Source data:
================

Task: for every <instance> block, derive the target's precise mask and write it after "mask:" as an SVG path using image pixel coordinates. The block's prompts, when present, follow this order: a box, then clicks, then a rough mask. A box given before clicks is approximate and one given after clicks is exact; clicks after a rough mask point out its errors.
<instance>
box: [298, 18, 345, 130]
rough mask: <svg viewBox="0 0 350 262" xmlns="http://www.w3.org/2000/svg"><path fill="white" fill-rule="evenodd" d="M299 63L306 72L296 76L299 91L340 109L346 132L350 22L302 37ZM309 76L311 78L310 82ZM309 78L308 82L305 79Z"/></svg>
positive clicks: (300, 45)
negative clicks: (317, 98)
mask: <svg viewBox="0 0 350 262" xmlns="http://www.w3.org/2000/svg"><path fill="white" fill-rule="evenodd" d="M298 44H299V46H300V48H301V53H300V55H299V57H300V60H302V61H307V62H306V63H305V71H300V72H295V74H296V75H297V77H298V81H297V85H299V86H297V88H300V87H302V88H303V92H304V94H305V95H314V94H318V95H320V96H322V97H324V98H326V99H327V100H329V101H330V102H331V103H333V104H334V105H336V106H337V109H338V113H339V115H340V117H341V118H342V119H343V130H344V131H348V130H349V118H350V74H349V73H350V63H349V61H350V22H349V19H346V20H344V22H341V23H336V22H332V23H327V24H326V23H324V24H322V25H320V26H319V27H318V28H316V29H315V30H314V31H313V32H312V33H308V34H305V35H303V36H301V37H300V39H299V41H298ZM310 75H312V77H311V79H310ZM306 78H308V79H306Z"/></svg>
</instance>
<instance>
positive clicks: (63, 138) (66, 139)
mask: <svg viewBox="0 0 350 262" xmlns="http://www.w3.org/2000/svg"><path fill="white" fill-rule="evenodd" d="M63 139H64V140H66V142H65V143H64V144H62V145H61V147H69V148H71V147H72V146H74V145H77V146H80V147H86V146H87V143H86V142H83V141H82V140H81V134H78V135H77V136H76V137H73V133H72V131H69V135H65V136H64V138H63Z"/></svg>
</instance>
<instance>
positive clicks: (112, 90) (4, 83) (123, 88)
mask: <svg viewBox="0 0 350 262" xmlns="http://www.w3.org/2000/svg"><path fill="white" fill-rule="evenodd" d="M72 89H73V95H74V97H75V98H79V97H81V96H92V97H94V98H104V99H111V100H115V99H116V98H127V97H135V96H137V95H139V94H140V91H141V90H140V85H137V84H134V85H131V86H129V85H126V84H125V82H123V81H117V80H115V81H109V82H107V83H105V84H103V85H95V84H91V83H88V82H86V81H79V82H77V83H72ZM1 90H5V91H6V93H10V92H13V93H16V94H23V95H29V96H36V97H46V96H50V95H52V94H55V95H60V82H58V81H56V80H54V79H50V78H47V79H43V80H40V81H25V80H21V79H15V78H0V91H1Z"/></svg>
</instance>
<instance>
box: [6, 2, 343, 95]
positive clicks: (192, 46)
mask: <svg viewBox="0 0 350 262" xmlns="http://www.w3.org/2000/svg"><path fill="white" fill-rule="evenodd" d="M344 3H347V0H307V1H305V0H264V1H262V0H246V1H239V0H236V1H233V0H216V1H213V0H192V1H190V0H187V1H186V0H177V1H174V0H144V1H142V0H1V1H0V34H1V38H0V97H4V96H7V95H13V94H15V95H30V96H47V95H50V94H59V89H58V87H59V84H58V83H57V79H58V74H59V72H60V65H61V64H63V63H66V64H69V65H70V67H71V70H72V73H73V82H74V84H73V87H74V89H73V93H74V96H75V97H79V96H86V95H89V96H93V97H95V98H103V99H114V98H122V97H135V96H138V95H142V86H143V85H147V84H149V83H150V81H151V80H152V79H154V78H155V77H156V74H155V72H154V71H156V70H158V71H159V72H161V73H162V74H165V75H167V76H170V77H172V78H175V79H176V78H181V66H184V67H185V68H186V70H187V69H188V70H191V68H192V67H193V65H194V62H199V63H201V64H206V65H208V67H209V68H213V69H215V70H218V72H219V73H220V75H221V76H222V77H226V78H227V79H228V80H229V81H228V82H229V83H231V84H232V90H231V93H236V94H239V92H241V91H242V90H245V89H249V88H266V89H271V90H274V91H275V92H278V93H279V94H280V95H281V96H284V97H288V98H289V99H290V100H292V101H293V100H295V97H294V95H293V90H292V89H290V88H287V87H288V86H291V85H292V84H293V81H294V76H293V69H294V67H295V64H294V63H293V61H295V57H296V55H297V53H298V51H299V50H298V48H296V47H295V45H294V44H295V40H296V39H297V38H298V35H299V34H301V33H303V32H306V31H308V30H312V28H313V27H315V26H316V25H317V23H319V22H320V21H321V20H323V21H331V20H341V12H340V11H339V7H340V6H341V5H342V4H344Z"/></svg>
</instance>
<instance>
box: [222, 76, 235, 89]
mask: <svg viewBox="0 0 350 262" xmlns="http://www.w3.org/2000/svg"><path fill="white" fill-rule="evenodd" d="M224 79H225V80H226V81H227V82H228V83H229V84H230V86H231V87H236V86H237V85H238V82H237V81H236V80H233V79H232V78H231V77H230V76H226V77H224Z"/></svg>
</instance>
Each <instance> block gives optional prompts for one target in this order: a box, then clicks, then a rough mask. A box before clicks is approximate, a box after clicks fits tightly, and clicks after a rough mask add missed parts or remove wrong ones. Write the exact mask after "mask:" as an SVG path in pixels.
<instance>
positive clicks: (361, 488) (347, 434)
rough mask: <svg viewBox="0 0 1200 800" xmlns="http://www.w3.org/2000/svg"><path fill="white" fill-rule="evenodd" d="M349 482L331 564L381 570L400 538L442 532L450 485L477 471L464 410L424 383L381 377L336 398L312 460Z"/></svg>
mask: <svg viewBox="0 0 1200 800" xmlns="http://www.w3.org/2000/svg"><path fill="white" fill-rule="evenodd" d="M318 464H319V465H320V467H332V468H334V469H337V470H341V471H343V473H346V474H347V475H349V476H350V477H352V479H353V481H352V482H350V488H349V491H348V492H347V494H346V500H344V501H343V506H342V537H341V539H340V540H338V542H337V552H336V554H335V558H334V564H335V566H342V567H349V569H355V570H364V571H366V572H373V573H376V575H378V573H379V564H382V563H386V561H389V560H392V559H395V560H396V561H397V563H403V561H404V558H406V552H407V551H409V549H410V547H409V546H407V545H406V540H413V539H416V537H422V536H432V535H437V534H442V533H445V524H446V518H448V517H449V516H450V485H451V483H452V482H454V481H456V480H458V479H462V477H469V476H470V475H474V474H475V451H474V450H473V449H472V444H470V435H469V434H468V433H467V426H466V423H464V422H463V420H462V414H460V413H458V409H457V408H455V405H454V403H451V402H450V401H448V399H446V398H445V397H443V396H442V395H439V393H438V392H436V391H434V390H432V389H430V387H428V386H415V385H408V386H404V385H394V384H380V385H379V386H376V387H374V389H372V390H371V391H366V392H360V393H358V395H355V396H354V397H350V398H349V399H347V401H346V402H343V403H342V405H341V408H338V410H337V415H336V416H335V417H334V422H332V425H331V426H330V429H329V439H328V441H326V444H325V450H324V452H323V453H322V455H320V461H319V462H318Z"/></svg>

================

▶ [Activity]:
Would you please give all of the entries above once more, exactly as they are?

▶ [Task response]:
Task: for every <instance> block, derive the target's precise mask and write it after "mask:" as an SVG path using image pixel coordinates. The block's prompts, when present, follow this order: a box, then clicks, then a rough mask. A box given before clicks is approximate and one given after clicks is exact; clicks after a rough mask point out its errors.
<instance>
box: [298, 18, 345, 130]
rough mask: <svg viewBox="0 0 350 262" xmlns="http://www.w3.org/2000/svg"><path fill="white" fill-rule="evenodd" d="M299 63L306 72L296 76L299 91L340 109L346 132L350 22L302 37ZM309 76L311 78L310 82ZM309 78L308 82L305 79Z"/></svg>
positive clicks: (300, 45)
negative clicks: (317, 98)
mask: <svg viewBox="0 0 350 262" xmlns="http://www.w3.org/2000/svg"><path fill="white" fill-rule="evenodd" d="M298 44H299V46H300V48H301V53H300V55H299V57H300V60H302V61H307V62H306V63H305V71H300V72H295V74H296V75H297V77H298V81H297V85H299V86H297V88H300V87H302V88H303V92H304V94H305V95H314V94H318V95H320V96H322V97H324V98H326V99H327V100H329V101H330V102H331V103H333V104H334V105H336V106H337V109H338V113H339V115H340V117H341V118H342V119H343V130H344V131H348V130H349V118H350V74H349V73H350V63H349V61H350V22H349V19H346V20H344V22H341V23H336V22H332V23H327V24H326V23H324V24H322V25H320V26H319V27H318V28H316V29H315V30H314V31H313V32H312V33H308V34H305V35H303V36H301V37H300V39H299V41H298ZM310 75H312V77H311V79H310ZM306 78H308V79H306Z"/></svg>
</instance>
<instance>
positive clicks: (63, 138) (66, 139)
mask: <svg viewBox="0 0 350 262" xmlns="http://www.w3.org/2000/svg"><path fill="white" fill-rule="evenodd" d="M63 139H64V140H66V142H65V143H64V144H62V145H61V147H69V148H71V147H72V146H74V145H77V146H80V147H86V146H87V143H86V142H83V141H82V140H81V134H78V135H77V136H76V137H73V133H72V131H69V135H65V136H64V138H63Z"/></svg>
</instance>
<instance>
positive clicks: (112, 90) (4, 83) (123, 88)
mask: <svg viewBox="0 0 350 262" xmlns="http://www.w3.org/2000/svg"><path fill="white" fill-rule="evenodd" d="M72 89H73V95H74V97H75V98H79V97H81V96H92V97H94V98H104V99H111V100H115V99H116V98H127V97H135V96H137V95H139V94H140V91H141V90H140V85H137V84H134V85H131V86H129V85H126V84H125V82H123V81H117V80H115V81H109V82H107V83H105V84H103V85H95V84H91V83H88V82H86V81H79V82H77V83H72ZM1 90H5V91H6V93H10V92H13V93H16V94H23V95H29V96H36V97H46V96H50V95H52V94H55V95H60V82H58V81H56V80H54V79H50V78H47V79H43V80H40V81H25V80H21V79H15V78H0V91H1Z"/></svg>
</instance>
<instance>
box: [6, 2, 343, 95]
positive clicks: (192, 46)
mask: <svg viewBox="0 0 350 262" xmlns="http://www.w3.org/2000/svg"><path fill="white" fill-rule="evenodd" d="M344 3H347V0H307V1H305V0H264V1H262V0H246V1H239V0H236V1H233V0H216V1H213V0H192V1H190V0H187V1H186V0H177V1H174V0H144V1H142V0H1V1H0V34H1V38H0V97H4V96H7V95H13V94H15V95H30V96H47V95H50V94H59V89H58V87H59V84H58V83H57V79H58V74H59V72H60V65H61V64H63V63H66V64H69V65H70V67H71V70H72V73H73V82H74V84H73V87H74V89H73V93H74V96H75V97H79V96H86V95H89V96H93V97H95V98H103V99H114V98H122V97H135V96H138V95H142V86H143V85H147V84H149V83H150V81H151V80H152V79H154V78H155V77H156V74H155V72H154V71H156V70H158V71H159V72H161V73H162V74H165V75H167V76H170V77H172V78H175V79H176V78H181V66H184V67H185V68H186V70H187V69H188V70H191V68H192V67H193V65H194V62H199V63H201V64H206V65H208V67H209V68H213V69H215V70H218V72H219V73H220V75H221V76H222V77H226V78H227V79H228V80H229V81H228V82H229V83H231V84H232V90H231V93H236V94H239V92H241V91H242V90H245V89H249V88H266V89H271V90H274V91H275V92H278V93H279V94H280V95H281V96H284V97H288V98H289V99H290V100H292V101H293V100H295V97H294V95H293V90H292V89H290V88H287V87H288V86H291V85H292V84H293V81H294V76H293V69H294V67H295V64H294V63H293V61H295V57H296V55H297V53H298V51H299V50H298V48H296V47H295V45H294V44H295V40H296V39H297V38H298V35H299V34H301V33H303V32H306V31H308V30H312V28H313V27H315V26H316V25H317V23H319V22H320V21H321V20H323V21H331V20H341V12H340V11H339V7H340V6H341V5H342V4H344Z"/></svg>
</instance>
<instance>
box: [222, 76, 235, 89]
mask: <svg viewBox="0 0 350 262" xmlns="http://www.w3.org/2000/svg"><path fill="white" fill-rule="evenodd" d="M224 79H225V80H226V81H227V82H228V83H229V84H230V86H231V87H236V86H237V85H238V82H237V81H236V80H233V79H232V78H231V77H230V76H226V77H224Z"/></svg>
</instance>
Each <instance> block gives optional prompts for one target in this order: a box, then clicks, then a rough mask. A box before clicks is approximate, a box after clicks fits tightly, and clicks after a rough mask add missed parts or remove wrong ones. Write the exact mask after "mask:" as an SVG path in pixels.
<instance>
positive clicks: (361, 488) (347, 434)
rough mask: <svg viewBox="0 0 1200 800" xmlns="http://www.w3.org/2000/svg"><path fill="white" fill-rule="evenodd" d="M349 482L331 564L381 570L400 538L442 532L450 485L477 471L464 410L424 383L381 377L336 398L312 460Z"/></svg>
mask: <svg viewBox="0 0 1200 800" xmlns="http://www.w3.org/2000/svg"><path fill="white" fill-rule="evenodd" d="M318 464H319V465H320V467H332V468H334V469H337V470H341V471H343V473H346V474H347V475H349V476H350V477H352V479H353V481H352V482H350V488H349V491H348V492H347V494H346V500H344V501H343V506H342V537H341V539H340V540H338V542H337V552H336V554H335V558H334V564H335V566H342V567H349V569H355V570H364V571H366V572H373V573H376V575H378V573H379V564H382V563H386V561H389V560H392V559H395V560H396V561H397V563H403V561H404V558H406V552H407V551H409V549H410V547H409V546H407V545H406V540H413V539H416V537H422V536H432V535H437V534H442V533H445V524H446V518H448V517H449V516H450V485H451V483H452V482H454V481H456V480H458V479H462V477H469V476H470V475H474V474H475V451H474V450H473V449H472V444H470V435H469V434H468V433H467V426H466V423H464V422H463V420H462V414H460V413H458V409H457V408H455V405H454V403H451V402H450V401H448V399H446V398H445V397H443V396H442V395H439V393H438V392H436V391H434V390H432V389H430V387H428V386H415V385H408V386H404V385H394V384H380V385H379V386H376V387H374V389H372V390H371V391H366V392H360V393H358V395H355V396H354V397H350V398H349V399H347V401H346V402H343V403H342V405H341V408H338V410H337V415H336V416H335V417H334V422H332V425H331V426H330V429H329V439H328V441H326V444H325V450H324V452H323V453H322V455H320V461H319V462H318Z"/></svg>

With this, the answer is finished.